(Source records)
------------

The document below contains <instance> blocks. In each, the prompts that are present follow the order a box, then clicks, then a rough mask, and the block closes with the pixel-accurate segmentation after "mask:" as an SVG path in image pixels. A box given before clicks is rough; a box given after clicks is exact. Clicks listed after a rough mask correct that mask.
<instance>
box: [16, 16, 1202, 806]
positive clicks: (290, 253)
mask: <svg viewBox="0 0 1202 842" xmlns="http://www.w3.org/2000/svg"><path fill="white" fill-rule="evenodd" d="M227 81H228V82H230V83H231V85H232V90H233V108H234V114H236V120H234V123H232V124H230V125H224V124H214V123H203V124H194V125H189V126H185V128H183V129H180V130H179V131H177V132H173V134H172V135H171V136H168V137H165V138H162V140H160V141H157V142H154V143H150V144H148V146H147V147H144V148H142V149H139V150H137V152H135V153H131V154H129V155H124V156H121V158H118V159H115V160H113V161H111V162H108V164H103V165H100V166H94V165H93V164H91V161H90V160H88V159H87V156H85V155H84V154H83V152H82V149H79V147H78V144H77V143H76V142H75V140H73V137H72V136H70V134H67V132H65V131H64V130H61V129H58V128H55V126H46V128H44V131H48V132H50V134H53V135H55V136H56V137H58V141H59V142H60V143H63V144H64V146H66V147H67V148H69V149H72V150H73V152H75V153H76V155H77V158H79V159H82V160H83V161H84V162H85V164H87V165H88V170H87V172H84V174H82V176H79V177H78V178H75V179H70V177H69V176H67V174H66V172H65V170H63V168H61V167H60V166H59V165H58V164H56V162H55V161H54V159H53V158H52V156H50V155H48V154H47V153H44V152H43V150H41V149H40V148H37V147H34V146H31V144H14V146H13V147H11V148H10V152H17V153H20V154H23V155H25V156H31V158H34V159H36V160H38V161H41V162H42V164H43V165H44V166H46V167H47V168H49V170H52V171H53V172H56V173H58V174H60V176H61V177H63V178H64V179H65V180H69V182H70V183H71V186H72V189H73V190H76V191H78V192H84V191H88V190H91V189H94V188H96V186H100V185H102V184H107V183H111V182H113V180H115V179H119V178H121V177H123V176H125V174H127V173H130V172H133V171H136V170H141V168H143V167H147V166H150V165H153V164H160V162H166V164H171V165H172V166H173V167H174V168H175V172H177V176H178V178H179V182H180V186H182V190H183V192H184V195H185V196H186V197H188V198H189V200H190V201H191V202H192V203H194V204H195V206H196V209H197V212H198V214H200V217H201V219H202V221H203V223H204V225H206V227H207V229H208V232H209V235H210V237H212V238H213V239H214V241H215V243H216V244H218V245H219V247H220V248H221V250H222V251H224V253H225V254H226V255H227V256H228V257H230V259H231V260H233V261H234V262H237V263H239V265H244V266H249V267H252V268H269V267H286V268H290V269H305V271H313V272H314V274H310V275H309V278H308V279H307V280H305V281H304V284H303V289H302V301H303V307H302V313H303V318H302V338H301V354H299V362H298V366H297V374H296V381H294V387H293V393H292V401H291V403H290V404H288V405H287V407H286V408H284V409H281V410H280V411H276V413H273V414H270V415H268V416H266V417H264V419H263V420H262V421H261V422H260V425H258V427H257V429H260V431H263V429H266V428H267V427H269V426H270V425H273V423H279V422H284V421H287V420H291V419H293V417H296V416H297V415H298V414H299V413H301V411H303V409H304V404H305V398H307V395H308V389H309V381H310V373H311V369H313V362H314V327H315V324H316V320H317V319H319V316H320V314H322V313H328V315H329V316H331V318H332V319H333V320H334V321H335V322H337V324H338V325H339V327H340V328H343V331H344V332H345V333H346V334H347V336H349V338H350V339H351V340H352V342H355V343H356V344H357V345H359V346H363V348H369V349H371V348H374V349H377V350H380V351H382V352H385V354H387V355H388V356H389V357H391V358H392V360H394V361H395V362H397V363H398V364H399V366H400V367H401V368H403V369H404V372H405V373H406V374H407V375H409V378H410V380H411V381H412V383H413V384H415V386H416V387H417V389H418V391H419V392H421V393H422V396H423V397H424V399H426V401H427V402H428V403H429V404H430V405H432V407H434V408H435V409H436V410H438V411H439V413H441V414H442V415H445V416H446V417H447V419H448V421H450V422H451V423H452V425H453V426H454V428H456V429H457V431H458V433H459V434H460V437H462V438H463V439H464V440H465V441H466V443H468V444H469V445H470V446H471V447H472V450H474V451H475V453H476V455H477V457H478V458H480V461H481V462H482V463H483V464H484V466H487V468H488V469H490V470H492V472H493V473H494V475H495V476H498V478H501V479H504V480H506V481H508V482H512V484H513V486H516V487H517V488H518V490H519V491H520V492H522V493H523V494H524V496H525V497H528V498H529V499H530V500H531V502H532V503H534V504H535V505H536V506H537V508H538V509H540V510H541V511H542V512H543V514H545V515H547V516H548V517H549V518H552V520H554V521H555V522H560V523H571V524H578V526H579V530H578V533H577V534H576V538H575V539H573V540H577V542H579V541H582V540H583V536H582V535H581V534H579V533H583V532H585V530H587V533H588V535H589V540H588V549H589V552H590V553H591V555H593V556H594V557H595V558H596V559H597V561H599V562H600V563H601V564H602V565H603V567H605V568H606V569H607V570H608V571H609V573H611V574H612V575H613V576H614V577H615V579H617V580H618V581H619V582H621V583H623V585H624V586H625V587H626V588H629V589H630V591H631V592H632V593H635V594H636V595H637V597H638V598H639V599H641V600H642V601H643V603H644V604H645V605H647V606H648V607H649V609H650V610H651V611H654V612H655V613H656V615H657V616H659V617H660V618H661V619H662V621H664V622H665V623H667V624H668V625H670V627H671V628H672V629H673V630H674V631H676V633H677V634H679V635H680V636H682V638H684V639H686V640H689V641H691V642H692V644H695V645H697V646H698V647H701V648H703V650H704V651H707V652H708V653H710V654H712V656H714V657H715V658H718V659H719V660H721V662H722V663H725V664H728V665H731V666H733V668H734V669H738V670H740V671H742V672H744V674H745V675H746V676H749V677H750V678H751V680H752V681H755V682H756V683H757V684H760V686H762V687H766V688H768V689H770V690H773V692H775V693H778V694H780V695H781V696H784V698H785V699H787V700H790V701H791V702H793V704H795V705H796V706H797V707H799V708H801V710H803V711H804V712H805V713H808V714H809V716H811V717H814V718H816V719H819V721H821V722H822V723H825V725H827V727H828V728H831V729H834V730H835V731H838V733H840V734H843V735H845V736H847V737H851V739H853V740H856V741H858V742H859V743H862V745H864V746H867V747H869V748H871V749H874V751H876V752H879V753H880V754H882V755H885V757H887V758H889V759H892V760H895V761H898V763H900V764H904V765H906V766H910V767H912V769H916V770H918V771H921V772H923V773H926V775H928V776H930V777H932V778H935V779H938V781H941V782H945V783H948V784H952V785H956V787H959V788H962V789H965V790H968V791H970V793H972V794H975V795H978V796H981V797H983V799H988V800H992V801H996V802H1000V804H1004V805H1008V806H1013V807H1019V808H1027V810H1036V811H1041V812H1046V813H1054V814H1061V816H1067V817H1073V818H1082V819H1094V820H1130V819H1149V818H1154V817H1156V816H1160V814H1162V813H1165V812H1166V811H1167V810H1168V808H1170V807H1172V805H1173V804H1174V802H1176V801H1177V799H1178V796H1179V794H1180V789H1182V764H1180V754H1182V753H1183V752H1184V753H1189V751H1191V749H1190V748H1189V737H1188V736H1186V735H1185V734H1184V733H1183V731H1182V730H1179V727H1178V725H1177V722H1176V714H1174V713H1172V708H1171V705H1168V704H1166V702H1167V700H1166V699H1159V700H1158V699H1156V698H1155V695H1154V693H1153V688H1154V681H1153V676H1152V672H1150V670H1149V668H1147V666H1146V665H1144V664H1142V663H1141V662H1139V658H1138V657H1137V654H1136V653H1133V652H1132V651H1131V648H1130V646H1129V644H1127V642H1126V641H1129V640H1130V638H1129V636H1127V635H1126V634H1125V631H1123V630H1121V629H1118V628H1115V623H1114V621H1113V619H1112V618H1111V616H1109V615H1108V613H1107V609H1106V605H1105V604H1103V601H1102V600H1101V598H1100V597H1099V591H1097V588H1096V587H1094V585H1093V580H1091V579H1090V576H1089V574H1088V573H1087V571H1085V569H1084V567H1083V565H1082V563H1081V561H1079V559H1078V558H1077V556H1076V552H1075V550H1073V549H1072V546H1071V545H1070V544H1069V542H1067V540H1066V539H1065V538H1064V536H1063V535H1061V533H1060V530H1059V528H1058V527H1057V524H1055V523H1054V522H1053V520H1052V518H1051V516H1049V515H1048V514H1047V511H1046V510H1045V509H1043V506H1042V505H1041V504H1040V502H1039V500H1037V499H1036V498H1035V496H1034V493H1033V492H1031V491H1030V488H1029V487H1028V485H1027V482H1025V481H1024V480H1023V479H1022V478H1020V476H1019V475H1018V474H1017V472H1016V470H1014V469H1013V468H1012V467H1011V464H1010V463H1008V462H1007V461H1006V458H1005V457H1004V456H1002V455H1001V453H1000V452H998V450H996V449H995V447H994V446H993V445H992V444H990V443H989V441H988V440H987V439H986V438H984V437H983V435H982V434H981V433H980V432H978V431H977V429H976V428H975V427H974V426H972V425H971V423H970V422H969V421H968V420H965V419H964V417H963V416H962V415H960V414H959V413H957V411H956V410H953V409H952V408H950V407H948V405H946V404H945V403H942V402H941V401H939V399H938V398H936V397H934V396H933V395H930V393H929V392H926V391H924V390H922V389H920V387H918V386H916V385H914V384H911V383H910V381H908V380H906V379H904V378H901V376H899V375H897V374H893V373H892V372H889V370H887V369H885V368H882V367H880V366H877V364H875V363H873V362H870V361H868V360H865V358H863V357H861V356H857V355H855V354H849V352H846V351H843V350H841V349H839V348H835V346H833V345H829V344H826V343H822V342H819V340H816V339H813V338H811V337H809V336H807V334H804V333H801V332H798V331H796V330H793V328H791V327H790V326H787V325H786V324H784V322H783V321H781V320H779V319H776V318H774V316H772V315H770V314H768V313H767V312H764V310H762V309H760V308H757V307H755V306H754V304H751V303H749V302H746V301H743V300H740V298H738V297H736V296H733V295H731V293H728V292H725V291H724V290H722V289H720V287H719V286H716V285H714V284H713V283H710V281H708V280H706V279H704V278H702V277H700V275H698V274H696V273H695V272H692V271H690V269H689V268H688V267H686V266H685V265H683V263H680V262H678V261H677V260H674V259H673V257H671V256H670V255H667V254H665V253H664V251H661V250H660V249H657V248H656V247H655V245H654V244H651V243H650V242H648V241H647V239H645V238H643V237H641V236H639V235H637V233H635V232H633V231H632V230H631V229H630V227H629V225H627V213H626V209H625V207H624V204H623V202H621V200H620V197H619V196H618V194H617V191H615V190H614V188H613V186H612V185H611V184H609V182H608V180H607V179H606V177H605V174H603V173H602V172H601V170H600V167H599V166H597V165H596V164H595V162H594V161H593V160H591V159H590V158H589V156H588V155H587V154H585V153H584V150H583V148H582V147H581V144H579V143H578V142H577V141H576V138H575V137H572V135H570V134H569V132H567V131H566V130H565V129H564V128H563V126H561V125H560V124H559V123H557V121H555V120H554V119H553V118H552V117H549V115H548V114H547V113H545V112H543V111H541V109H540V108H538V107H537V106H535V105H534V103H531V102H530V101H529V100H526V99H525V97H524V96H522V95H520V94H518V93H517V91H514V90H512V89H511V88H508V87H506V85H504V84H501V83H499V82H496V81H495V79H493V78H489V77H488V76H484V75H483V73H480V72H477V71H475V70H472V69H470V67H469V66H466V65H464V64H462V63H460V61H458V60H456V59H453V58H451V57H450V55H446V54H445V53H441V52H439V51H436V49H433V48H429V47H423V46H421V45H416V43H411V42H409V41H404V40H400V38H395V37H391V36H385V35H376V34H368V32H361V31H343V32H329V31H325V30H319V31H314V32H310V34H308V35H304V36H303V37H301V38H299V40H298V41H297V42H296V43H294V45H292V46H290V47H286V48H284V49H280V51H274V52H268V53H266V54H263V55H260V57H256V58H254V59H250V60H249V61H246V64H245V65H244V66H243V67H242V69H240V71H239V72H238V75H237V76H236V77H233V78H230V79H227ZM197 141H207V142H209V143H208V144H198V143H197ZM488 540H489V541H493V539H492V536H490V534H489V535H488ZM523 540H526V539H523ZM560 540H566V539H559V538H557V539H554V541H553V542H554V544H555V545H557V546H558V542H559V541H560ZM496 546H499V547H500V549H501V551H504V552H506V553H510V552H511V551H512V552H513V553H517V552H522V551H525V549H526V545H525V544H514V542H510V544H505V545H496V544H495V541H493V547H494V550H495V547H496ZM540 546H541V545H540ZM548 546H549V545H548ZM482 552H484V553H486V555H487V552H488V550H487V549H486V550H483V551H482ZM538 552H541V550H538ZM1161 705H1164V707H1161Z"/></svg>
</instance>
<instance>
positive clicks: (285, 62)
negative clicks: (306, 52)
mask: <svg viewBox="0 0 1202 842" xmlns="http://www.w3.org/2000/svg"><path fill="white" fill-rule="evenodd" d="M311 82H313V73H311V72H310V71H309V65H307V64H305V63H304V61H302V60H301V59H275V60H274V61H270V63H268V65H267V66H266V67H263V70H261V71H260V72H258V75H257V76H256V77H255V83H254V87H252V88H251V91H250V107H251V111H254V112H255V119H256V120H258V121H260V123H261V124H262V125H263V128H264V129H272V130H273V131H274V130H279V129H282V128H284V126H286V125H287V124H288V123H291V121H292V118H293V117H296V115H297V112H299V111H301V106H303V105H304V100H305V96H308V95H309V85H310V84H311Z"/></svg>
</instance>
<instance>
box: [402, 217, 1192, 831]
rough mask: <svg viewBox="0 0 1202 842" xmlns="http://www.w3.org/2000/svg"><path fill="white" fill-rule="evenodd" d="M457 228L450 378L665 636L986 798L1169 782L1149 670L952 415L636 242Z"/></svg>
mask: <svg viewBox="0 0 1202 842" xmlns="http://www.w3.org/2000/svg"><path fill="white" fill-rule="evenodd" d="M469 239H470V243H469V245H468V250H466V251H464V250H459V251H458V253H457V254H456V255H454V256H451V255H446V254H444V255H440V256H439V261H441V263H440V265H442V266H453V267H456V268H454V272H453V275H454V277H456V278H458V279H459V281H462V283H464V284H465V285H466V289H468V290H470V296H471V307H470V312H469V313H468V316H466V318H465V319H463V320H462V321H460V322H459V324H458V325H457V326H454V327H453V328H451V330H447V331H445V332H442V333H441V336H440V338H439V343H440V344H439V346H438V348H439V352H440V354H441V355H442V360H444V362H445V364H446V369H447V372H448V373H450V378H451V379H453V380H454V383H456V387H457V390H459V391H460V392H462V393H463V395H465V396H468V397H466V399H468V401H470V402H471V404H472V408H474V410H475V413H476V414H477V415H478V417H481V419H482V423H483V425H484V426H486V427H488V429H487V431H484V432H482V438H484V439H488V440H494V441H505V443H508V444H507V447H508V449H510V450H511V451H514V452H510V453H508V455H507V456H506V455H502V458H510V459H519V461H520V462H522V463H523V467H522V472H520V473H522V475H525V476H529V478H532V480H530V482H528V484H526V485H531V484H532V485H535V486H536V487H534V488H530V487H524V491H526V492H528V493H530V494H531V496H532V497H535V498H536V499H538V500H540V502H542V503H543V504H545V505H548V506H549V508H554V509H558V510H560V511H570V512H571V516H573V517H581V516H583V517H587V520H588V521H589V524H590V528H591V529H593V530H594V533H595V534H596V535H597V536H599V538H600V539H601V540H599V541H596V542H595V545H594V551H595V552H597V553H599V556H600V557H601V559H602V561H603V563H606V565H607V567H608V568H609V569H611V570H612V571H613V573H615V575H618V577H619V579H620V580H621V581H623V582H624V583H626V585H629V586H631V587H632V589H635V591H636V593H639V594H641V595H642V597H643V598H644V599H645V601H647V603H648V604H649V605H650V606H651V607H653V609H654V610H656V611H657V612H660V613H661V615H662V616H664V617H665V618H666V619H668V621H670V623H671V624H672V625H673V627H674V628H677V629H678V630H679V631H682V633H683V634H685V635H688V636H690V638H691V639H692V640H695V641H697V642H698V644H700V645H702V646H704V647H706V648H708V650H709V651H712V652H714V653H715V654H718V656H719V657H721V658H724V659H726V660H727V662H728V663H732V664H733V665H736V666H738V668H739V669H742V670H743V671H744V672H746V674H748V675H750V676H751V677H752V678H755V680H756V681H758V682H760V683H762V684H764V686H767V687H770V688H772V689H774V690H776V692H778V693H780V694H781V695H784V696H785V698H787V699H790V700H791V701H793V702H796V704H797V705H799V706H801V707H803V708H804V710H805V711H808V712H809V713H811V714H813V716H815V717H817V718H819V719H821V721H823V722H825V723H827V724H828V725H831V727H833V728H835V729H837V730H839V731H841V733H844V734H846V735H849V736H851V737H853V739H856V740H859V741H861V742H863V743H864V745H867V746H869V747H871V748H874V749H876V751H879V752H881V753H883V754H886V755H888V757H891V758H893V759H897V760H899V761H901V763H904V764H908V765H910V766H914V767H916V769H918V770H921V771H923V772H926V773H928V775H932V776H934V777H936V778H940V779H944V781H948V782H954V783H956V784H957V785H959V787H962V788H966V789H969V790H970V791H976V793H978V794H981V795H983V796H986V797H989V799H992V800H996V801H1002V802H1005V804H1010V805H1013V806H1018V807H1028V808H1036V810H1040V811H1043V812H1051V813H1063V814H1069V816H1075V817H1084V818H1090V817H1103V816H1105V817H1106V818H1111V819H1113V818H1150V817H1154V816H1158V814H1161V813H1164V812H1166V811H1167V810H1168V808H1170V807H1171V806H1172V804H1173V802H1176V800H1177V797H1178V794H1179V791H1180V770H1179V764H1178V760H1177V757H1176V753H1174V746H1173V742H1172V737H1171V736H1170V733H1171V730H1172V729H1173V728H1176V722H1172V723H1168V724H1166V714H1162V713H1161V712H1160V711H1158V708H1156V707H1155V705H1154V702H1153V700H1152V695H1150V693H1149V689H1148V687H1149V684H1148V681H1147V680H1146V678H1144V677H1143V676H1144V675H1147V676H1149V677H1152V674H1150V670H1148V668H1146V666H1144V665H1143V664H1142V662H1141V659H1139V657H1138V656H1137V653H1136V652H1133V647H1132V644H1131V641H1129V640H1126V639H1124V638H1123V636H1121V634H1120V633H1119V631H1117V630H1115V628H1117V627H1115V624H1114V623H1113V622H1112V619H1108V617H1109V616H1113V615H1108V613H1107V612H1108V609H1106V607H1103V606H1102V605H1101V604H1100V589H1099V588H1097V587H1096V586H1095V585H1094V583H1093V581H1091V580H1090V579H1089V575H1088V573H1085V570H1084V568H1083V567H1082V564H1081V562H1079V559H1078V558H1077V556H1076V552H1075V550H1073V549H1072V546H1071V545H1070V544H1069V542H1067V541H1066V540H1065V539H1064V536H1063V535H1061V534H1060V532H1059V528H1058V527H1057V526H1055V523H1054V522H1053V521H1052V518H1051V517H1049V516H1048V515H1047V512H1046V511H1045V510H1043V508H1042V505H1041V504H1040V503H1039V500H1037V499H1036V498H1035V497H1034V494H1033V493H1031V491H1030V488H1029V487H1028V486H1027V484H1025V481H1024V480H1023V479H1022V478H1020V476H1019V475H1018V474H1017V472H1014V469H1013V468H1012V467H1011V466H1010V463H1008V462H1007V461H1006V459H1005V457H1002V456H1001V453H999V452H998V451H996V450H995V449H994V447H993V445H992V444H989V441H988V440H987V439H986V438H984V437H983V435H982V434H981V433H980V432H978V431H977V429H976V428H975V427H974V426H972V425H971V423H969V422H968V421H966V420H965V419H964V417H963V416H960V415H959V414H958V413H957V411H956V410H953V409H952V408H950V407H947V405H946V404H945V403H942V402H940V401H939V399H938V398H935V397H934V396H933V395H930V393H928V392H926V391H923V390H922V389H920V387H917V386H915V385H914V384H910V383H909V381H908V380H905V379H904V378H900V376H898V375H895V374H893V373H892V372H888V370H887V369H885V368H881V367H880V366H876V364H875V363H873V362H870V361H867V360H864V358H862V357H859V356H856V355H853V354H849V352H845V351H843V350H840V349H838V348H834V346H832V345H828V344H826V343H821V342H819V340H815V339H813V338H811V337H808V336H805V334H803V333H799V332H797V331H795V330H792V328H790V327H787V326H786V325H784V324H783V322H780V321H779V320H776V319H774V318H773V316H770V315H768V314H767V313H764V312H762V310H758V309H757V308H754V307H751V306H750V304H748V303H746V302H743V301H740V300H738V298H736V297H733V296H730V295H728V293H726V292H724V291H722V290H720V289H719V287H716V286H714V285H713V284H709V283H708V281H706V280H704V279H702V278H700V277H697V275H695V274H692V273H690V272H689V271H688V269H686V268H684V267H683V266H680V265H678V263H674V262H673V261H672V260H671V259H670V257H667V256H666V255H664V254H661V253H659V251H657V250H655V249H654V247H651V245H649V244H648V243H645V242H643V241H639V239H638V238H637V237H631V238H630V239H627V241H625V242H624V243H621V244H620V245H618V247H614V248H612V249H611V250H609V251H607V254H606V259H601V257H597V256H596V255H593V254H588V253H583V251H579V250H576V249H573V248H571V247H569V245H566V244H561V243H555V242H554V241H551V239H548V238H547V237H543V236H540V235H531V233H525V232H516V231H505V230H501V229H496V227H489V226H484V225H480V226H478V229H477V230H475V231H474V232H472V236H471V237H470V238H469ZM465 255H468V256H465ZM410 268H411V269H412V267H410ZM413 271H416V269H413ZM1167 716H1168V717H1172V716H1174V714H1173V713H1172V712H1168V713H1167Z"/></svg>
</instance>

------------

**Exercise requirements**
Copy the entries from the start through the line containing "positive clicks: (290, 253)", swapping "positive clicks" for "foreground clicks" and keeping everything else the same.

**Result**
The document below contains <instance> blocks. In each, the prompts that are present follow the order a box, then clicks, then a rough mask, and the block closes with the pixel-accurate segmentation after "mask:" as an SVG path in image pixels. A box given before clicks is rough; a box given after clicks is exact. Clicks listed after a rough mask correct that mask.
<instance>
box: [16, 16, 1202, 806]
foreground clicks: (290, 253)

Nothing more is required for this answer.